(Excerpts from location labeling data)
■ ■ ■
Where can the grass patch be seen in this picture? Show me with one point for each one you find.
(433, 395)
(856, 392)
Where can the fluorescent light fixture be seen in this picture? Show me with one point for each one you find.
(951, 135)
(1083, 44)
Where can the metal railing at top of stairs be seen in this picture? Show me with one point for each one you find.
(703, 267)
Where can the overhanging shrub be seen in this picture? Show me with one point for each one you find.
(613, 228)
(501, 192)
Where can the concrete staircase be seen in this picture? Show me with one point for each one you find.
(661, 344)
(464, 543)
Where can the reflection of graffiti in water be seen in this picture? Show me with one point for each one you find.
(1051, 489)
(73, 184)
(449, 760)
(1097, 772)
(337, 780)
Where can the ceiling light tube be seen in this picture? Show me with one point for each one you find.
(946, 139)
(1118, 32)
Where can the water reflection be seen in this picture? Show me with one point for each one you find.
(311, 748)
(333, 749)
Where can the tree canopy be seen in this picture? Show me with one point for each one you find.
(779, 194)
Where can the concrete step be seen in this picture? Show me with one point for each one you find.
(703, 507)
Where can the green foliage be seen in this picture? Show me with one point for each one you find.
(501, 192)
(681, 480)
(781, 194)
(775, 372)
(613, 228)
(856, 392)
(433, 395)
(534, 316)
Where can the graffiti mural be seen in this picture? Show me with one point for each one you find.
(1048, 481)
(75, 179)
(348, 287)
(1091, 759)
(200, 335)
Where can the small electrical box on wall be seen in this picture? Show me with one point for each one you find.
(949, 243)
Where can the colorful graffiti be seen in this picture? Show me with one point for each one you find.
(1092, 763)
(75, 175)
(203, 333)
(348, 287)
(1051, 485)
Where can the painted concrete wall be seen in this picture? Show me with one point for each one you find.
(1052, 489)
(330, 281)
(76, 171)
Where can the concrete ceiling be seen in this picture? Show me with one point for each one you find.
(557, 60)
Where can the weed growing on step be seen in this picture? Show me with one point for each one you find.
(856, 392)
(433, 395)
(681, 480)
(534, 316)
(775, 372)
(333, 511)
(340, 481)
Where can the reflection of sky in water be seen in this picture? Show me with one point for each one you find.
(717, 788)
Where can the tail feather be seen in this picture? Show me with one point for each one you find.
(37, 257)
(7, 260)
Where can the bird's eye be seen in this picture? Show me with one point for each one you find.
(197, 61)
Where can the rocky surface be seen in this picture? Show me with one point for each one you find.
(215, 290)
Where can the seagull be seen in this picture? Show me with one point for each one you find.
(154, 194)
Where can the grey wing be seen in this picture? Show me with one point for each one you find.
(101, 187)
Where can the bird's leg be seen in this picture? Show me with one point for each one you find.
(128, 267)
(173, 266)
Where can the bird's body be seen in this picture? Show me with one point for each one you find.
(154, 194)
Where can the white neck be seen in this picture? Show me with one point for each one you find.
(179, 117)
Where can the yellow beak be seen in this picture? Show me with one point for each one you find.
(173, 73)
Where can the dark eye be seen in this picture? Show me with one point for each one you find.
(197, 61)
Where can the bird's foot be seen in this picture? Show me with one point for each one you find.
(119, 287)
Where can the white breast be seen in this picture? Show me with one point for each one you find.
■ ■ ■
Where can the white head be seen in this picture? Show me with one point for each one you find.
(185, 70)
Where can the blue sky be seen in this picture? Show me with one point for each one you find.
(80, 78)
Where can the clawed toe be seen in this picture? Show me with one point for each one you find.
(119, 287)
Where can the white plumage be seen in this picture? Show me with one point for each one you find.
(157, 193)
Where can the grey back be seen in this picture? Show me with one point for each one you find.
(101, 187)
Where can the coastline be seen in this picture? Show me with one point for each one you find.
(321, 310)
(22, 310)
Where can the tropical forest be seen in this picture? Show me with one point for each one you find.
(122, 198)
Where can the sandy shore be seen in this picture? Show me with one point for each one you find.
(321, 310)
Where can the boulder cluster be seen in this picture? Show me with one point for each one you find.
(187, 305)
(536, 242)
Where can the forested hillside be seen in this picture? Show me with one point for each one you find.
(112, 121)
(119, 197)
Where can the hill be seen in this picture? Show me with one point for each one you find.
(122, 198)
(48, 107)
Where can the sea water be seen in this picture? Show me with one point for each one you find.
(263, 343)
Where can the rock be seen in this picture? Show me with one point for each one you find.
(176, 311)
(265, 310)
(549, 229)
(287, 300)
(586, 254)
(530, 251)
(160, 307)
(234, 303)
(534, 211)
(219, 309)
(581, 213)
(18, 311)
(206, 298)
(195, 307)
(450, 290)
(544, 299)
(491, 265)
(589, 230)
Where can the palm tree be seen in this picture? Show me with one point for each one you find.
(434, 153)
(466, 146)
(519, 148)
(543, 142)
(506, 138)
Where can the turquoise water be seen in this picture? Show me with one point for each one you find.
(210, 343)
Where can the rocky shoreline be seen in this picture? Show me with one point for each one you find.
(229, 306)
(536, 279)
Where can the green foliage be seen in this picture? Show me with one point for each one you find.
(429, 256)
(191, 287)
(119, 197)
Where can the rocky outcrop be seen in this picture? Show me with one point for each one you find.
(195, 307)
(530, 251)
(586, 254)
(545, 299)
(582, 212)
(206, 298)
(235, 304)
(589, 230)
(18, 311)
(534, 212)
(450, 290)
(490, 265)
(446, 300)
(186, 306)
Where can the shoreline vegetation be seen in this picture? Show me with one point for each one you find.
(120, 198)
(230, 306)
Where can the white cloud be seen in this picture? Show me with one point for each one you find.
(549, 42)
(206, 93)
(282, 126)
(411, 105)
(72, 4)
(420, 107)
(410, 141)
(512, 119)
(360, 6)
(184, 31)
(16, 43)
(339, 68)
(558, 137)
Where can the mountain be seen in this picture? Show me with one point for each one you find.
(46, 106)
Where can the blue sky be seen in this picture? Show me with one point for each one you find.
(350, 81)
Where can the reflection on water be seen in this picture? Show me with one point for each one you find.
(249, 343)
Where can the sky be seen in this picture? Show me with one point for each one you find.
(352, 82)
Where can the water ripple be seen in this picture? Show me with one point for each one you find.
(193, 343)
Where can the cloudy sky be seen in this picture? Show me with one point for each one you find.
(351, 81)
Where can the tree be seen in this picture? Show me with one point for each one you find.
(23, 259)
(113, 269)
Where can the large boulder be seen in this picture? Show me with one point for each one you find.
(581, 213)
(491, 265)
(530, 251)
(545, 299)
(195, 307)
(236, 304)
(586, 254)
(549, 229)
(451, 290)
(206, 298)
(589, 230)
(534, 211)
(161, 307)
■ ■ ■
- SET TASK -
Rewrite the lines from the one containing "Where can the grey wing" through the one containing "Where can the white breast", inclusive, replacing "bird's" with "gull's" and leaving everything else the same. Return only those lines.

- CORRECT OUTPUT -
Where can the grey wing be seen in this picture? Show me with one point for each one you find.
(101, 187)
Where can the gull's leg be seen in this picture? Show me with one point for each one you find.
(128, 267)
(173, 266)
Where can the gull's body be seen in this picture? Show me with one point for each one you find.
(154, 194)
Where can the white neck be seen in this picture? Show me with one point for each one you find.
(179, 117)
Where can the yellow beak be seen in this picture? Show me with one point for each one you find.
(173, 73)
Where can the dark eye be seen in this picture? Show me with one point for each one you find.
(197, 61)
Where can the gull's foot be seen in this picture? Show me with one point for each one you find.
(119, 287)
Where can the white breast be seen in this picture? Show me with one point for each one you find.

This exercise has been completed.